SELECTED EXCERPT:
****************************************

Ranjit Nayak (born 28 April 1968) is a senior staff member of the World Bank and serves as the chief adviser to the Government of North Macedonia on international and European Union affairs. In this role, he supports the ongoing work of the European Secretariat of the Government towards EU integration. Nayak previously served as the World Bank's Lead (Principal) Social Development Specialist for the Europe and Central Asia Region in Washington, D.C. from 2011 to 2013, where he oversaw social development operations in 30 countries, advised governments and World Bank partners on development issues, and led and mentored senior sector specialists within the Bank. Prior to that he served as the World Bank's country chief for Kosovo from 2007 to 2011, and is credited with ensuring the economic and financial sustainability of Kosovo after its declaration of independence in 2008.

Background
Ranjit Nayak was born on 28 April 1968 in Sambalpur, Odisha, India. He is the elder son of former member of Rajya Sabha and former secretary to Government of India, Radhakant Nayak

Education
During his early years in Odisha, he attended Kendriya Vidyalaya (Central School) in Bhubaneswar, a Government of India sponsored school for the children of public service officials. He is among a few notable alumni of the school.  He later studied Physics, Chemistry and Mathematics in BJB College (Affiliated to Utkal University) before moving to Delhi where he attended Hindu College (University of Delhi), earning a degree in Sociology (BA Honours) and Economics in 1989.

****************************************

Entries for locating named things:

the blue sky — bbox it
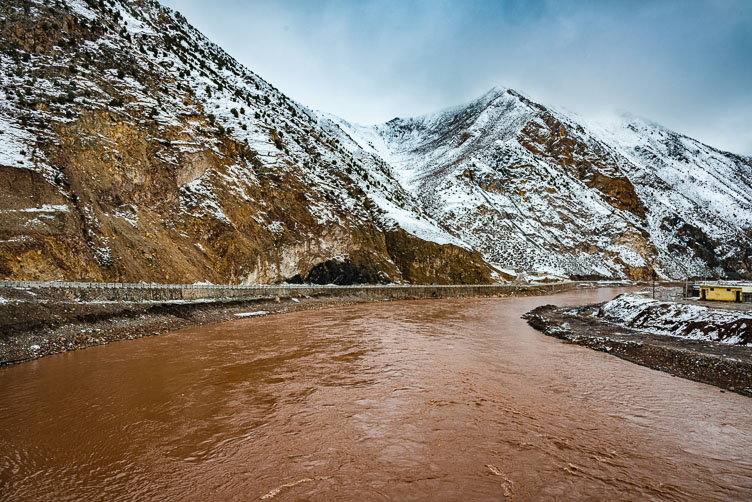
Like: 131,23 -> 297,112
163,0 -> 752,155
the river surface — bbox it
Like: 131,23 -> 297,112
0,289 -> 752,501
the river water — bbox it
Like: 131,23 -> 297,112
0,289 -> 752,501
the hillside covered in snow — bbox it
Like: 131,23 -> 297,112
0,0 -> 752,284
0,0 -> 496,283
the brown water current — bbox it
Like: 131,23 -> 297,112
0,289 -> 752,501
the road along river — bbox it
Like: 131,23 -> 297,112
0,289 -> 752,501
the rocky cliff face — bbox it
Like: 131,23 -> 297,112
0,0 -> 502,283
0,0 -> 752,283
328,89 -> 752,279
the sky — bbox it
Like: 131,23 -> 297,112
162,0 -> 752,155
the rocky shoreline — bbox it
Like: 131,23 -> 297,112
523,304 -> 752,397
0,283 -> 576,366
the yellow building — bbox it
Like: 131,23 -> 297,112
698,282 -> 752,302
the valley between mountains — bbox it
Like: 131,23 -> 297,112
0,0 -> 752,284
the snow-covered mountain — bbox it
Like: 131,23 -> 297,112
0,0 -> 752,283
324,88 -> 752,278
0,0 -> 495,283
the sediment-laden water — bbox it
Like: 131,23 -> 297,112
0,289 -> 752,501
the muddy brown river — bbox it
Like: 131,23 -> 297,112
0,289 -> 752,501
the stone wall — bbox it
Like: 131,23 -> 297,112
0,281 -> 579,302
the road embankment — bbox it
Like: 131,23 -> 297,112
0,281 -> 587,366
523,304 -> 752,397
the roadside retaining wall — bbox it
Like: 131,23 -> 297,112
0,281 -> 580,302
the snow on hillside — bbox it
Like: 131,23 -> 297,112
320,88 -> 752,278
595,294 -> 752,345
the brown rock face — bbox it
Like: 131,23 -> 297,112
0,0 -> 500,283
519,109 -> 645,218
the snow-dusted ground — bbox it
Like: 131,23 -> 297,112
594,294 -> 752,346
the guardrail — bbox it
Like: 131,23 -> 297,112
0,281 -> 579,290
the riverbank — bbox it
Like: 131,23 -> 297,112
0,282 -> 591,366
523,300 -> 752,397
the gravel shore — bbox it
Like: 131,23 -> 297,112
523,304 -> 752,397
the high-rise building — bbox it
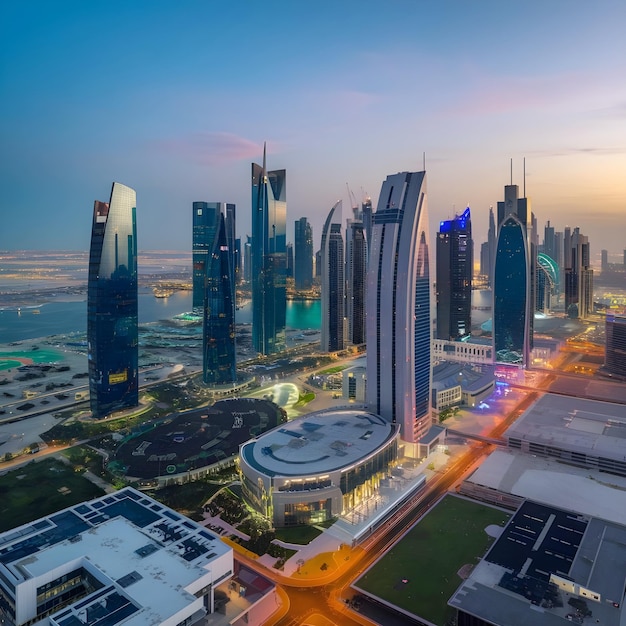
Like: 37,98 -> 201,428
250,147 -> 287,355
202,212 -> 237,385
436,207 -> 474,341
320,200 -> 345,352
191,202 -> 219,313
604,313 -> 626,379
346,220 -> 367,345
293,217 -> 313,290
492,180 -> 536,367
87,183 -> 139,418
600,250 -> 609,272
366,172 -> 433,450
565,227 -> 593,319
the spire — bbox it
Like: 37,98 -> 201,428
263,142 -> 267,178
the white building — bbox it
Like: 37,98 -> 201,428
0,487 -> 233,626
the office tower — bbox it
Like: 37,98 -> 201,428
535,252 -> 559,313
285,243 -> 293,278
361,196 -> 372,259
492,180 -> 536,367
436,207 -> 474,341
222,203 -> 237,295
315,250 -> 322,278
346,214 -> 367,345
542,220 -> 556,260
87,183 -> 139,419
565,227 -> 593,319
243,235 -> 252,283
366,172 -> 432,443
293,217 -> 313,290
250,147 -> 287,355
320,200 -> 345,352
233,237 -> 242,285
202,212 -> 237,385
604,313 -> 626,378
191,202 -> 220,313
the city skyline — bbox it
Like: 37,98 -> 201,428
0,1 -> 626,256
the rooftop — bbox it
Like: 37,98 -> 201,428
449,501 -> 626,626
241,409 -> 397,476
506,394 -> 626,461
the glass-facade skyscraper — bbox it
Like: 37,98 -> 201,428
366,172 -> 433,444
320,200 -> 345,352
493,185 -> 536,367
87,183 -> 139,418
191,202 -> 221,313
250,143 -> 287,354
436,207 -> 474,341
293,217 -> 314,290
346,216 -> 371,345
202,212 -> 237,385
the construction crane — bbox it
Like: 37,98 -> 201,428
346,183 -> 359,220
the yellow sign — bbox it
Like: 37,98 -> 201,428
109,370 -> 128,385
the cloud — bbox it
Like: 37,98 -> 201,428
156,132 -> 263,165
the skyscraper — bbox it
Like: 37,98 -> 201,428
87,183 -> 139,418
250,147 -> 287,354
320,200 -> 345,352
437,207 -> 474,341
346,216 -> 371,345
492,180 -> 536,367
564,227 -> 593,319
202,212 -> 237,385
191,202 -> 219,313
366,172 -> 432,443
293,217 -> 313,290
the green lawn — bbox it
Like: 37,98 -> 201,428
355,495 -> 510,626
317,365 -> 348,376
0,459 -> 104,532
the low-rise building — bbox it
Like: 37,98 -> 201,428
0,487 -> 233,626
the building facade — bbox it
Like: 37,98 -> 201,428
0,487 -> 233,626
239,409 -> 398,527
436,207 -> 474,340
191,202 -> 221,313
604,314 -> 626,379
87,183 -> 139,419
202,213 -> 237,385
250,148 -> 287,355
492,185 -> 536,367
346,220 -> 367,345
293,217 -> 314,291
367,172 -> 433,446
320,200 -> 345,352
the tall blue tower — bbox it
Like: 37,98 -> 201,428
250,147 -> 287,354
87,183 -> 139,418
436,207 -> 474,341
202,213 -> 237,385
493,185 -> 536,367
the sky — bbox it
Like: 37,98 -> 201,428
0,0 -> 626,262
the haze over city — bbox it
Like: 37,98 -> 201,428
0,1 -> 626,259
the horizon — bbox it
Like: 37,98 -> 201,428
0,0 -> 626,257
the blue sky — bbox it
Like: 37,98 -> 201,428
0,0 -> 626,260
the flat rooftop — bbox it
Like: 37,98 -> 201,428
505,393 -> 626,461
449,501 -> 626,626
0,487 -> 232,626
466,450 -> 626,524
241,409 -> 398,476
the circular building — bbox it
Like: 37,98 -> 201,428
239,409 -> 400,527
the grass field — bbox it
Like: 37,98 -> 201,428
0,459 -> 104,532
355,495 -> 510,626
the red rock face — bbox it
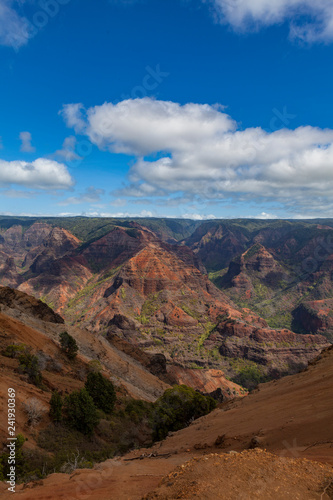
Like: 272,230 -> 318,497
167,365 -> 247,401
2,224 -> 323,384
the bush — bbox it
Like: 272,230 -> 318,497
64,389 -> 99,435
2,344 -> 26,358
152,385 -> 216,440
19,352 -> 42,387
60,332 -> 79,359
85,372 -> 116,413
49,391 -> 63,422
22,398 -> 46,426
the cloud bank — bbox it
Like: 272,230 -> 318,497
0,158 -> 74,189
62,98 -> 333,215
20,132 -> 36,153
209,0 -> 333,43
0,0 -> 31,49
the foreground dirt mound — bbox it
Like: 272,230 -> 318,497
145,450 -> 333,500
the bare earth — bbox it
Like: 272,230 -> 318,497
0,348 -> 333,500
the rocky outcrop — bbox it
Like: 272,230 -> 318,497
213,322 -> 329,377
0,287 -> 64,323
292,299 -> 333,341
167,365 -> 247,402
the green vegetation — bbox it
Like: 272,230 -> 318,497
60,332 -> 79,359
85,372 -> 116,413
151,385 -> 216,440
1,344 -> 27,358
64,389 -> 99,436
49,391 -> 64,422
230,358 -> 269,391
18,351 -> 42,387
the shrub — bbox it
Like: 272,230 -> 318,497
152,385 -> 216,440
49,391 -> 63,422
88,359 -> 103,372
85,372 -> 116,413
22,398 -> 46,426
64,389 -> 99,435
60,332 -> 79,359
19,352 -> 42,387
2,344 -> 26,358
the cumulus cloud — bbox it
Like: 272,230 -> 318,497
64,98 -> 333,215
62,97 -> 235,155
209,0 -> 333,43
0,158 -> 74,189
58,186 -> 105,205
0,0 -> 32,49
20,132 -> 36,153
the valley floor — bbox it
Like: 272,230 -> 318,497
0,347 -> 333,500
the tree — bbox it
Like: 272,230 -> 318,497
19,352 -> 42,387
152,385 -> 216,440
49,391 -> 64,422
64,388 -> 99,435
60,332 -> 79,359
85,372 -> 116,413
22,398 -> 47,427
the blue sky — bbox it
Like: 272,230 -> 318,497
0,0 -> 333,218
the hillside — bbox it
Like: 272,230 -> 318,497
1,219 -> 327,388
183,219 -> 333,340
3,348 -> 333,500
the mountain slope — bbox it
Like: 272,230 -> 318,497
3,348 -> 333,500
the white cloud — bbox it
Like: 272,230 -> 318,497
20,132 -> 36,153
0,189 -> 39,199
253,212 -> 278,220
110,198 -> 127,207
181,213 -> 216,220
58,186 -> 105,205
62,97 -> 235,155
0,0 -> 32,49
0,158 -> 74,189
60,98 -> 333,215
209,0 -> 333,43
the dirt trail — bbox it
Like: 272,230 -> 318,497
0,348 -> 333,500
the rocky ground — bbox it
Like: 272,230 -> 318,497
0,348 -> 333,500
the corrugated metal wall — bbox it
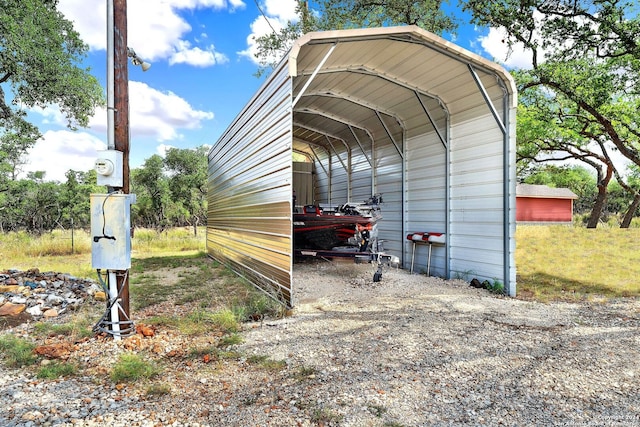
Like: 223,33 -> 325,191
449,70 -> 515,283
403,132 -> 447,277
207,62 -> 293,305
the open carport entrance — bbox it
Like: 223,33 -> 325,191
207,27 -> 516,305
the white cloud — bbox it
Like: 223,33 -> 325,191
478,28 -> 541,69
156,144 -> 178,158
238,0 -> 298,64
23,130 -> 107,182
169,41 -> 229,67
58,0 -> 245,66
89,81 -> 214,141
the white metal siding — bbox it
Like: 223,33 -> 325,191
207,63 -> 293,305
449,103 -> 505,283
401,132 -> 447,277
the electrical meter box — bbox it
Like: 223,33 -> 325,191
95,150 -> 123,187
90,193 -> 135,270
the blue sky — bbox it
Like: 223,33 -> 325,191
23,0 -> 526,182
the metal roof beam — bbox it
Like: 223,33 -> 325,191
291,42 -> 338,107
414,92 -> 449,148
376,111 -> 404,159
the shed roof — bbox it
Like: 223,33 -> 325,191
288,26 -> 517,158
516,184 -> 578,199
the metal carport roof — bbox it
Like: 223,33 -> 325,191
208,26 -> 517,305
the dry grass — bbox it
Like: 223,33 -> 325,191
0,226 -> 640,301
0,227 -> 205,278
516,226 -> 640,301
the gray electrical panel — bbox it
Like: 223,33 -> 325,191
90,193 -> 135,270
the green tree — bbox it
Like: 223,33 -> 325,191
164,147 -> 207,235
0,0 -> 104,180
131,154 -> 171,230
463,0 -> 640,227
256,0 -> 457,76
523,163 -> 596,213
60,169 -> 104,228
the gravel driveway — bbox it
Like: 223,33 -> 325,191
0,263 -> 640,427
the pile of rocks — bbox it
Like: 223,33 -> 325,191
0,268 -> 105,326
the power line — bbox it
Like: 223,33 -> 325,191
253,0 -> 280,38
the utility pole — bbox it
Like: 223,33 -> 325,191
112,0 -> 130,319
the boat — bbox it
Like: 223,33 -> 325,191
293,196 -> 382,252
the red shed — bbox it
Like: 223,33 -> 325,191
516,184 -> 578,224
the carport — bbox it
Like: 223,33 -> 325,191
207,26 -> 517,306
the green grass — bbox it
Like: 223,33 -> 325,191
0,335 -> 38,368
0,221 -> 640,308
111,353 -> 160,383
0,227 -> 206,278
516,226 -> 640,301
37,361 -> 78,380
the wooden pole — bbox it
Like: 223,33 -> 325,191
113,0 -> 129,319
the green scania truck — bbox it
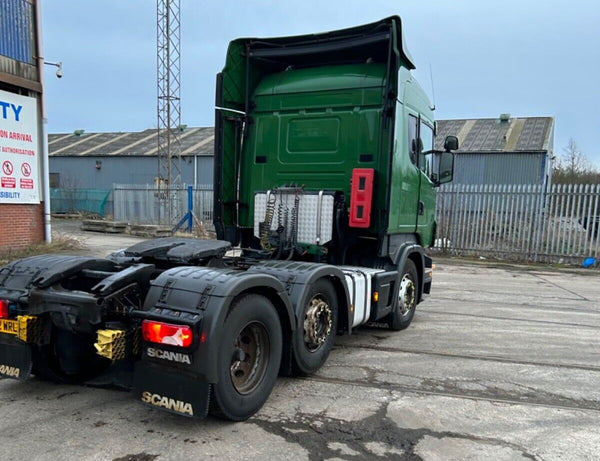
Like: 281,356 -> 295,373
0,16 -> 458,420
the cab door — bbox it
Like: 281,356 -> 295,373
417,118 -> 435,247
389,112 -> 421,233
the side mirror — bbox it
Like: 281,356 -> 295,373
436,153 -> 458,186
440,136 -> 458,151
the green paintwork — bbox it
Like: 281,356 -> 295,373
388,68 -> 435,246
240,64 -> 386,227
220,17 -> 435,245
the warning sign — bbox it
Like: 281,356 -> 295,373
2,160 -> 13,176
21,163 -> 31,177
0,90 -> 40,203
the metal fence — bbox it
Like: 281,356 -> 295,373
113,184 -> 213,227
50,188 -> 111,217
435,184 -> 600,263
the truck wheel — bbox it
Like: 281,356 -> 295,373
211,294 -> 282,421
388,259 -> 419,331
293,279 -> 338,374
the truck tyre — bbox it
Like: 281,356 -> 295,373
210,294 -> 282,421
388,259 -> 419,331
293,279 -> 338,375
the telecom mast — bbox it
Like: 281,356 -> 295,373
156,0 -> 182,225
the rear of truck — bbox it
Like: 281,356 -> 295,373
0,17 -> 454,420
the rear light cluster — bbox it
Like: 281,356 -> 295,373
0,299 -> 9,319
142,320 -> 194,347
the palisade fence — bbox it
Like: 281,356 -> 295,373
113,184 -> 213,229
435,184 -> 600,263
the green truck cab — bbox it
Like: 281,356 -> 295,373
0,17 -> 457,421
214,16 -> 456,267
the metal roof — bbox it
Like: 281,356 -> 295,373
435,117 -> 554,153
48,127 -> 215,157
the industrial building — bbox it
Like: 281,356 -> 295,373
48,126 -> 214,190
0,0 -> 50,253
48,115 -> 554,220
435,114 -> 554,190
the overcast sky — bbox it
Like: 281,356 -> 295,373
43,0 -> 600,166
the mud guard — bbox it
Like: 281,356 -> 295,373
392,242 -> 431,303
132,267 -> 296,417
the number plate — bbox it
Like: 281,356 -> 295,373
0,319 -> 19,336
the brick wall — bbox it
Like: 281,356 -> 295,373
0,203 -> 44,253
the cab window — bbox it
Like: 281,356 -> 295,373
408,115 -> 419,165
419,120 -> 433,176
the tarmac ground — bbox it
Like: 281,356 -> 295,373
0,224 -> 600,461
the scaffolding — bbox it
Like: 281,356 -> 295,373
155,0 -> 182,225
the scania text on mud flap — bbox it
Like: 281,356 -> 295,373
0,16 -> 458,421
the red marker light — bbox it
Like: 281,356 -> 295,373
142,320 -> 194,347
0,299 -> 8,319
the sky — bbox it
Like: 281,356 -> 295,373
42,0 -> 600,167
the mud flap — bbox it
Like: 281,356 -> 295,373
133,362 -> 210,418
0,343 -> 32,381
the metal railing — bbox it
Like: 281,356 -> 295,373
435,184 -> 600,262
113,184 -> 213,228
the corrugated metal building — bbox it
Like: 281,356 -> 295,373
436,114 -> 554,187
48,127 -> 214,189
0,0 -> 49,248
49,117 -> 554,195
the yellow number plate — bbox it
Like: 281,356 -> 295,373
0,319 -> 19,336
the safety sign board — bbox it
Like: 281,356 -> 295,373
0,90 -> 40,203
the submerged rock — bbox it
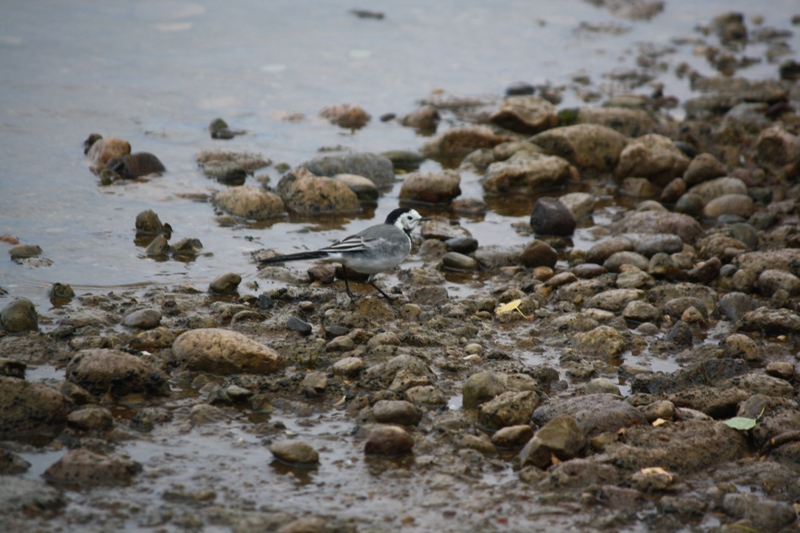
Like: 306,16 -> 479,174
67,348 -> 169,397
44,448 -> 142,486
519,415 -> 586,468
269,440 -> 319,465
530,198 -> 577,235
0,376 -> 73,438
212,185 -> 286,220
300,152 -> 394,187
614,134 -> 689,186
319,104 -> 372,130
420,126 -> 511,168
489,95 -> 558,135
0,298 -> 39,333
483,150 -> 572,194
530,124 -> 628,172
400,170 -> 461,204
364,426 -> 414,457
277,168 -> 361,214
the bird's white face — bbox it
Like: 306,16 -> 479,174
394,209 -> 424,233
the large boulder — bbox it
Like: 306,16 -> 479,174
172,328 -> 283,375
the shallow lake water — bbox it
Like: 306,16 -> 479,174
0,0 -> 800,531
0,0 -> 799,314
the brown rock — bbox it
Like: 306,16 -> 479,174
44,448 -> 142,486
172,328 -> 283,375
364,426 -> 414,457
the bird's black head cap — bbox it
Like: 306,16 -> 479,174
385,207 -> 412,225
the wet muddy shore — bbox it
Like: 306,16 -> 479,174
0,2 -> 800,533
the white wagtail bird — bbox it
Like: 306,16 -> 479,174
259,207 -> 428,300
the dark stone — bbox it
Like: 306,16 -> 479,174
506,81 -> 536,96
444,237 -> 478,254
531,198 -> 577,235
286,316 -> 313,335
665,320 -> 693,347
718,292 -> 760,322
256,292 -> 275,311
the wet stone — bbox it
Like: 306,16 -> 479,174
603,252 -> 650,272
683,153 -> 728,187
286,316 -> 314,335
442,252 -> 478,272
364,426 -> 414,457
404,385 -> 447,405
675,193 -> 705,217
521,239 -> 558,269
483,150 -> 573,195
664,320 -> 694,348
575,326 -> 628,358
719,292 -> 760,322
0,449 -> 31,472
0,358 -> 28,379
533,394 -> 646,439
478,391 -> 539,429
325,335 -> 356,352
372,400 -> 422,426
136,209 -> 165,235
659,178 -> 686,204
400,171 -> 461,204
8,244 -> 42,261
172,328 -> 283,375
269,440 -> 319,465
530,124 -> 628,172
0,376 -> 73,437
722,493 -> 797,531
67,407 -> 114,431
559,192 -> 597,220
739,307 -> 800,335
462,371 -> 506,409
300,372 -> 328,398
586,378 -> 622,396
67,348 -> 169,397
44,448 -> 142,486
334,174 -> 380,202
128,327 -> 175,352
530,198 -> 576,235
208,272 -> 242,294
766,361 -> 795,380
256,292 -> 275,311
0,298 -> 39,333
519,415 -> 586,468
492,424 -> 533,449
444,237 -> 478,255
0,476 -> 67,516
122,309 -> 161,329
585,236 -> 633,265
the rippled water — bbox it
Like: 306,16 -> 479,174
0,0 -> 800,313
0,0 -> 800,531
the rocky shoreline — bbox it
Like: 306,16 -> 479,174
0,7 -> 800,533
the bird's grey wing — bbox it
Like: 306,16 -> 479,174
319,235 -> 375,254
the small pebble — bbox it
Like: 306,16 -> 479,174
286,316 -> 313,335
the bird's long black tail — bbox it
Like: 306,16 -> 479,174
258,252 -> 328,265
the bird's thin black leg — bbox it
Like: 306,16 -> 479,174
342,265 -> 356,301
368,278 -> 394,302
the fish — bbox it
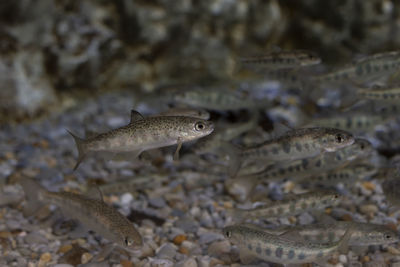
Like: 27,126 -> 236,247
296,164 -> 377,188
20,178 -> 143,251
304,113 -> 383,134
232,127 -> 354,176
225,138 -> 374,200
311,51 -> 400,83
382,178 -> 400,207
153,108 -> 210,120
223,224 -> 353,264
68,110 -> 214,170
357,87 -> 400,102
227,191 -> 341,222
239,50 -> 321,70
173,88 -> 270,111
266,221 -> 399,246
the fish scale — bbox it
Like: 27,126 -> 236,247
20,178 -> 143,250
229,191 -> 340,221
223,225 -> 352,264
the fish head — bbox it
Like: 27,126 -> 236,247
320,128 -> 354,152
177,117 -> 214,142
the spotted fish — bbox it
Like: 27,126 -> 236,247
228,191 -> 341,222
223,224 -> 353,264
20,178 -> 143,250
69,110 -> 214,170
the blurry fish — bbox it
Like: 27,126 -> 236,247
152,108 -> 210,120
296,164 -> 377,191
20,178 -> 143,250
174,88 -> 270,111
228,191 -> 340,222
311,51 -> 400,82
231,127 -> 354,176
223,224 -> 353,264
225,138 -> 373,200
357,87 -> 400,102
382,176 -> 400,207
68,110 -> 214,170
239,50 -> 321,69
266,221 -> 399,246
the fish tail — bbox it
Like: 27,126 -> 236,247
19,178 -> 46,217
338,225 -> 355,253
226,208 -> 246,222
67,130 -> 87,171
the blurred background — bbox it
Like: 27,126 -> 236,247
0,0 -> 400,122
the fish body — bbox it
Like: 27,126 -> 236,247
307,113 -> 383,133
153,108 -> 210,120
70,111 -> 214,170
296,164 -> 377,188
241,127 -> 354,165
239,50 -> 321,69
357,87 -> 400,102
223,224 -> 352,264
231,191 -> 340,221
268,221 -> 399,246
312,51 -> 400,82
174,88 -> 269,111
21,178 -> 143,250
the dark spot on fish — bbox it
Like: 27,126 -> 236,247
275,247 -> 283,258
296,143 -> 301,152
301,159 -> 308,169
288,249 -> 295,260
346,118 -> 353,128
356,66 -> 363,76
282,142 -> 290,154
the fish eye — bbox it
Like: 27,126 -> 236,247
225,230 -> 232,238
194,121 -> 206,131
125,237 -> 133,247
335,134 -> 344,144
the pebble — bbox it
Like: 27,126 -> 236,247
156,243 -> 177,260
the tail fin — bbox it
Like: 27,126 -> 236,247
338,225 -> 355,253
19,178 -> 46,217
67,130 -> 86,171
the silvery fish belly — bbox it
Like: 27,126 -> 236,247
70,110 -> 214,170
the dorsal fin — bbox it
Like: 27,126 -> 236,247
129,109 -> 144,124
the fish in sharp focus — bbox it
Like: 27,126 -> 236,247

****************************************

ACTIONS TO TAKE:
1. Collect every line of the records that contains the string "rise", with case counting.
2. Carry on the Ranjit Nayak biography from the point where it stops.

TASK-BY-TASK OUTPUTS:
1.
the high-rise building — bbox it
the low-rise building — bbox it

2.
He completed his Masters in Sociology at the JNU in 1991 while simultaneously pursuing MA-level courses in Public Administration and International Relations. As part of his dissertation, Nayak spent time researching poverty as a participant observer in the slums of New Delhi. Nayak is a notable alum.

He continued his post-graduate studies at Cambridge University, funded by a series of scholarships from the university and the Indian Government. These included the prestigious Government of India B. R. Ambedkar National Scholarship for Social Justice.

Nayak obtained two post-graduate degrees from Cambridge, an MPhil and PhD in Social Anthropology, as a member of King's College. His MPhil involved research on development-induced displacements of minority populations, including the Kisan, Khadia and Oraon people of eastern India. His PhD, which included more than a year of lived experience among the Kisan tribe of Orissa, Jharkhand and Chhattisgarh states, respectively, involved an examination of human rights, livelihoods and welfare economics.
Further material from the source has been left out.